- What the task asks -
Pull every line of the data below into your answer word for word, leaving out the pictures.

- Record list -
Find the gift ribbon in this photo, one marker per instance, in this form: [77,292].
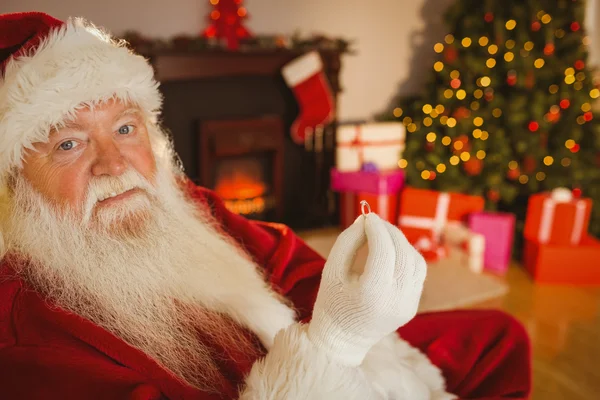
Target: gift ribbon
[436,224]
[548,208]
[425,244]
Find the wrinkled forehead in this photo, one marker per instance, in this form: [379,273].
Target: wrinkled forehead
[105,111]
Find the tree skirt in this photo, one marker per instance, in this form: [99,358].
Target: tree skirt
[449,284]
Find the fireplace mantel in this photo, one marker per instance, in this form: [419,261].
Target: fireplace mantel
[175,66]
[218,85]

- Solution to the problem -
Find the gift ribbon in this photo, one marker per instance, in this form: [77,292].
Target: gift ribbon
[436,224]
[548,208]
[425,244]
Find the wrinkled forehead in this photo, one marker per instance, in this form: [379,273].
Target: wrinkled forehead
[105,111]
Find the tree skirt in this photo, one marker per instance, in this form: [99,358].
Target: tree skirt
[449,284]
Find the fireplace mantel in this photo, one marker per instance, in this form: [419,261].
Target: fireplace mantel
[175,66]
[218,85]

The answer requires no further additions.